- [Exercises]:
[1] In the patent extract on the high temperature ceramic/metal joint structure, list every turbine engine component for which cooling techniques and high temperature metals are said to have been developed.
[2] Write the next part of the patent extract on the high temperature ceramic/metal joint structure, picking up after its final sentence.

** start Extract provided **

Patent Publication Number: US-5020932-A

Title: High temperature ceramic/metal joint structure

Description:
The United States Government has rights in the present invention pursuant to Contract No. DEN3-167 issued and funded by the Department of Energy (DOE), and administered by the National Aeronautics and Space Administration (NASA). 
    
    
     This is a division of application Ser. No 07/280,761 filed 12-06-88, now U.S. Pat. No. 4,934,138. 
    
    
     TECHNICAL FIELD 
     The present invention is in the field of high temperature turbine engine structure. Particularly, the present invention is directed to structure of a high temperature turbine engine composed of both metallic and ceramic components. 
     BACKGROUND OF THE INVENTION 
     A long-recognized need in the turbine engine art has been to attain higher operating temperatures in order to achieve both a greater thermodynamic efficiency and an increased power output per unit of engine weight. Ideally, a turbine engine should operate with stoichiometric combustion in order to extract the greatest possible energy value from the fuel consumed. However, the temperatures resulting from stoichiometric and even near-stoichiometric combustion are beyond the endurance capabilities of metallic turbine engine components. Consequently, as the turbine engine art has progressed, an ever greater emphasis has been placed upon both enhanced cooling techniques and the development of temperature and oxidation resistant metals for use in components of the engine which are exposed to the highest temperatures. That is, cooling techniques and high temperature metals have been developed for each of combustion chambers, turbine stator nozzles, and turbine blades. This quest has led to the development of elaborate cooling schemes for all of these components as well as to classes of nickel-based &#34;super alloy&#34; metals which may be cast using directionally solidified or single crystal techniques. All in all, the quest for higher operating temperatures in a turbine engine fabricated of metallic components has led to a still increasing complexity and expense in the making of the engine. 
     An alternative approach to the attainment of higher operating temperatures in a turbine engine has been recognized. This approach involves the use of high-strength ceramic components in the engine. Ceramic components are better able than metals to withstand the high temperature oxidizing environment of a turbine engine. However, the term &#34;high strength&#34; in connection with ceramic structures must be viewed in context. While many ceramic materials exhibit superior high temperature strength and oxidation resistance, ceramics have historically been difficult to employ in turbine engines because of a comparatively low tensile fracture strength and a low defect tolerance. Consequently, a long-recognized need has been for the development of hybrid ceramic/metallic structures which utilize the characteristics of each material to best advantage in order to allow combustion in a turbine engine to take place closer to or at the stoichiometric level. 
     SUMMARY OF THE INVENTION 
     In view of the deficiencies of the conventional turbine engine art, and of the materials of construction and structural techniques available for making such engines, it is a primary object for this invention to provide a hybrid ceramic/metallic rotor structure for a turbine engine.

** end Extract provided **
** start Data **

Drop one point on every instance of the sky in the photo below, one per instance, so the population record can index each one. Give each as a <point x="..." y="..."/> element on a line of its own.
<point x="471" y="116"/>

** end Data **

- [Results of the tasks]:
[1]
- Combustion chambers
- Turbine stator nozzles
- Turbine blades

[2]
     More particularly, it is an object for this invention to provide a structure uniting a ceramic turbine rotor portion with a metallic shaft portion for torque transmitting corotation with retention of axial and radial selected relationships, and allowance of differential thermal and centrifugal relative movements between the portions. 
     Still further, it is an object for this invention to provide a turbine engine wherein a ceramic turbine rotor portion and an axially adjacent metallic compressor rotor portion are coaxially united for torque transmitting corotation to define a substantial portion of a turbine engine rotor member.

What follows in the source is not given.